#### [Текст]
----------------------------------------
Конец счастливого детства

В 1929 или 1930 г , когда мне было 11 или 12 лет произошли перемены, неожиданные для меня, хотя поведение взрослых и непонятные для меня разговоры возникли чуть раньше. Однажды зимней ночью к нашему дому подъехала подвода, нас погрузили в нее и перевезли на соседнюю улицу в дом-мазанку нашего однофамильца и дальнего родственника Макар Урова. В этой тесной мазанке с глиняным полом, кишащей блохами и тараканами, мы прожили до весны, а с наступлением теплых дней нас вывезли в чистое поле примерно километров за десять от села, где вместе с другими семьями мы жили в шалашах из травы. В течение лета нас перевозили с места на место, с каждым разом все дальше и дальше от родного села. Так продолжалось до осени, пока в одном месте нам не было сказано, что здесь мы будем зимовать. Место было глухое, удаленное на десятки километров от нашего села, сюда же было свезено множество семей из нашего села и других сел нашего района.
----------------------------------------
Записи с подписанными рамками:
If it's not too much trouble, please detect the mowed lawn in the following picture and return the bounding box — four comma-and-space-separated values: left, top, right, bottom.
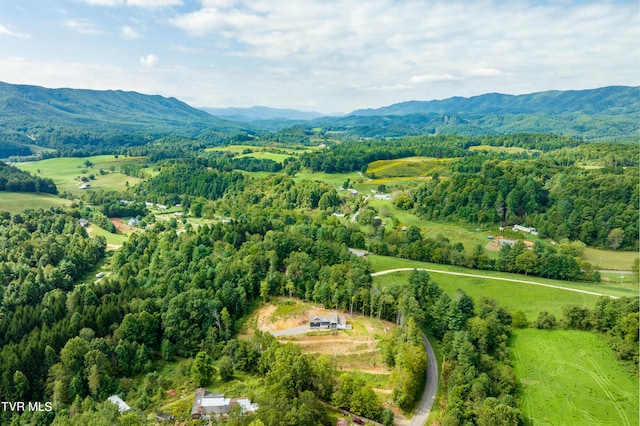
511, 329, 639, 426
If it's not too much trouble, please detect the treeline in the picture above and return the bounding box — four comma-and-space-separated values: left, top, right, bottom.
382, 271, 523, 426
367, 221, 600, 281
0, 133, 32, 158
408, 157, 639, 250
300, 133, 580, 173
552, 297, 640, 374
0, 162, 58, 194
135, 162, 244, 204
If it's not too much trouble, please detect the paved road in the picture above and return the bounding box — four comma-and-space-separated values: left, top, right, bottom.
371, 268, 618, 299
271, 324, 309, 337
409, 331, 438, 426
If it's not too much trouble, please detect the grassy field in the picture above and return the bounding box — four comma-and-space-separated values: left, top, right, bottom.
512, 329, 639, 426
469, 145, 542, 154
16, 155, 146, 194
0, 191, 72, 213
294, 171, 362, 188
367, 256, 638, 321
367, 157, 455, 178
238, 151, 294, 163
582, 247, 640, 271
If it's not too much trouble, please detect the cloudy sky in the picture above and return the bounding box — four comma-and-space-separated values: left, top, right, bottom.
0, 0, 640, 113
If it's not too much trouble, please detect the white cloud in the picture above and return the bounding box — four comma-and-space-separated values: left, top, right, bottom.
467, 68, 504, 78
83, 0, 183, 9
121, 25, 142, 40
409, 74, 460, 84
0, 24, 31, 38
62, 19, 103, 35
126, 0, 183, 9
140, 53, 158, 68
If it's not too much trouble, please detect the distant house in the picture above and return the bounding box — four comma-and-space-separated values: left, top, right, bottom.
107, 395, 131, 413
513, 225, 538, 235
373, 194, 391, 201
191, 388, 258, 419
156, 413, 173, 423
496, 237, 517, 246
309, 314, 347, 330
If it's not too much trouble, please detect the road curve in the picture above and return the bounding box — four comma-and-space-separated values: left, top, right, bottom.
371, 268, 618, 299
409, 330, 438, 426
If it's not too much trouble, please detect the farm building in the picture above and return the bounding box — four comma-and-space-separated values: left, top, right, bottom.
513, 225, 538, 235
191, 388, 258, 419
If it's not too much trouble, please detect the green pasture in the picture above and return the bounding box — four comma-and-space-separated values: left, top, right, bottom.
15, 155, 141, 194
367, 157, 455, 178
294, 170, 362, 188
373, 271, 598, 322
87, 223, 129, 246
0, 191, 72, 213
469, 145, 542, 154
367, 255, 638, 321
369, 199, 495, 250
582, 247, 640, 271
511, 329, 639, 426
238, 151, 295, 163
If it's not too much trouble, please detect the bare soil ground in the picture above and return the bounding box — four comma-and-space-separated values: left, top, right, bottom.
109, 217, 131, 234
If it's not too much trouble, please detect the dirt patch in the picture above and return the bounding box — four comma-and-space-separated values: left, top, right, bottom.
109, 217, 131, 234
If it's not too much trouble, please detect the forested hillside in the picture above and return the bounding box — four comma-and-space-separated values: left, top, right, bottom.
0, 82, 254, 156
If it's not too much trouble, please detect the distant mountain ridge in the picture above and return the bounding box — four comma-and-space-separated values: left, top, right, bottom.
201, 106, 323, 122
0, 82, 249, 155
348, 86, 640, 116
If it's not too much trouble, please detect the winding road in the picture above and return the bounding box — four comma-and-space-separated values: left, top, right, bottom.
371, 268, 618, 299
409, 330, 439, 426
371, 268, 617, 426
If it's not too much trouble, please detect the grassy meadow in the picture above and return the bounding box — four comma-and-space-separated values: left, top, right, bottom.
511, 329, 639, 426
367, 157, 456, 178
582, 247, 640, 271
0, 191, 72, 213
367, 255, 638, 321
15, 155, 146, 194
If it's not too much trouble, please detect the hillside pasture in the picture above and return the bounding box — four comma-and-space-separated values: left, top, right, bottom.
367, 157, 456, 178
469, 145, 542, 155
582, 247, 640, 271
15, 155, 141, 195
511, 329, 639, 426
0, 191, 73, 213
367, 255, 638, 321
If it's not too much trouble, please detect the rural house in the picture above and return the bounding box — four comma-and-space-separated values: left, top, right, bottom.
191, 388, 258, 419
107, 395, 131, 413
309, 314, 347, 330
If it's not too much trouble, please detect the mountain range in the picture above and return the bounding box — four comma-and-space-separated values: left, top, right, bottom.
0, 82, 640, 157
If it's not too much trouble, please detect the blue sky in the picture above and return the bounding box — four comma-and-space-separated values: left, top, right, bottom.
0, 0, 640, 113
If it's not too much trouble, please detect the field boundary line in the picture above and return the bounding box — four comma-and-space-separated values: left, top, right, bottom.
371, 268, 618, 299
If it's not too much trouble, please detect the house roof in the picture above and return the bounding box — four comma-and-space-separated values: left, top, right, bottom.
107, 395, 131, 413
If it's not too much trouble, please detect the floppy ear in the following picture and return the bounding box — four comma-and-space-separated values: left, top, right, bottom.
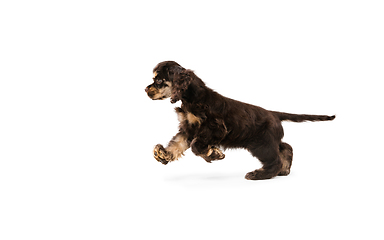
171, 68, 196, 103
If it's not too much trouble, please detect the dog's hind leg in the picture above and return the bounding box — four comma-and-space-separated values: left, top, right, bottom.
245, 142, 283, 180
279, 142, 293, 176
191, 138, 225, 163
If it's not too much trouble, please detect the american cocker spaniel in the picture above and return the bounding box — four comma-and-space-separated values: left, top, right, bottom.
145, 61, 335, 180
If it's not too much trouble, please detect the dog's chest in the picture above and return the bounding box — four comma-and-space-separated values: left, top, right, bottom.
176, 108, 202, 125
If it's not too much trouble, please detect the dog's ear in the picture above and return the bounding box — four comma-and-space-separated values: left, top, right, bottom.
171, 69, 197, 103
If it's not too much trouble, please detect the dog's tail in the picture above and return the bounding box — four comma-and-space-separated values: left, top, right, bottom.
273, 112, 336, 122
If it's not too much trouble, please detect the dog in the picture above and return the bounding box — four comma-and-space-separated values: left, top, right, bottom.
145, 61, 335, 180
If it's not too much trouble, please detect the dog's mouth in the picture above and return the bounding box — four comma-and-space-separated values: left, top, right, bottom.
145, 84, 171, 100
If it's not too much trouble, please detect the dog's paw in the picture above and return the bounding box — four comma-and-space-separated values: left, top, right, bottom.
153, 144, 171, 165
204, 147, 225, 163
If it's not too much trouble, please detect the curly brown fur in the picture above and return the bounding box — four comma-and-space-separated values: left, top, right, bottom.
145, 61, 335, 180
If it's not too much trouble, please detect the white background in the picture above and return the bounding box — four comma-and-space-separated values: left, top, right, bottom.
0, 0, 384, 240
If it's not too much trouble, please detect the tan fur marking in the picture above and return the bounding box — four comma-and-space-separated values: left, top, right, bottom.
149, 82, 172, 99
166, 135, 189, 161
207, 148, 213, 157
187, 112, 201, 124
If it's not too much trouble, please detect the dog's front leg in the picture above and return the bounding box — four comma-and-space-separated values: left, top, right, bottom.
153, 132, 190, 165
191, 138, 225, 163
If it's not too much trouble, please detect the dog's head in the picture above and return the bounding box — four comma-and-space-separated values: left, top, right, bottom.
145, 61, 185, 103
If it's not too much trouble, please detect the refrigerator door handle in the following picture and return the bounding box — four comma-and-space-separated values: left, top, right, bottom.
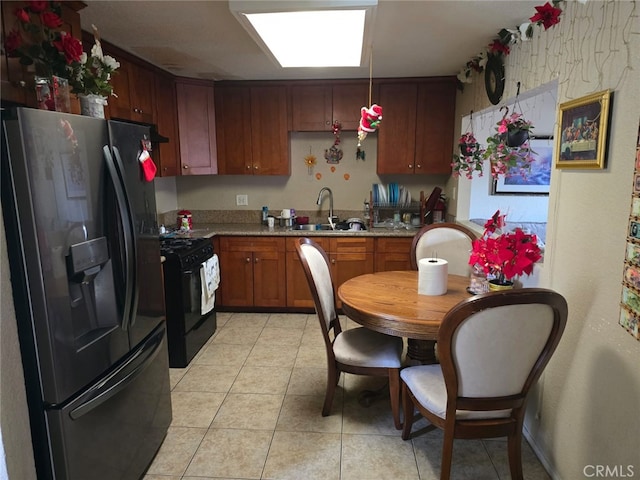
102, 145, 136, 330
112, 145, 139, 326
69, 326, 165, 420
----------------------------------------
#### [Задание]
Напишите продолжение воспоминаний «Конец счастливого детства», начав сразу после их последнего предложения.

#### [Ответ]
Шесть или семь семей из нашего села вырыли общую землянку, другие сделали то же самое и в результате образовался земляной поселок, вернее лагерь с комендантом в лице работника ГПУ. Этот комендант был одновременно единственным охранником лагеря. Лагерь не был обнесён забором или колючей проволокой, но отлучаться из него без разрешения коменданта строго воспрещалось. Виновникам грозило строгое наказание, но какое именно вспомнить не могу, вероятно случаев таких не было. Зато помню часто повторяемую угрозу коменданта, он обещал устроить нам варфоломеевскую ночь, если не будет в точности исполняться лагерный режим. От того, что никто из жителей лагеря не имел понятия о варфоломеевской ночи, эта угроза казалась еще страшнее. Комендант, видимо был грамотный человек и знал историю, я же узнал позднее что при короле Карле IX в 1572 году французские католики в ночь под праздник Святого Варфоломея зверски уничтожили около 30 тысяч своих политических противников-гугенотов, включая стариков, женщин и детей. Вот чем грозил нам комендант!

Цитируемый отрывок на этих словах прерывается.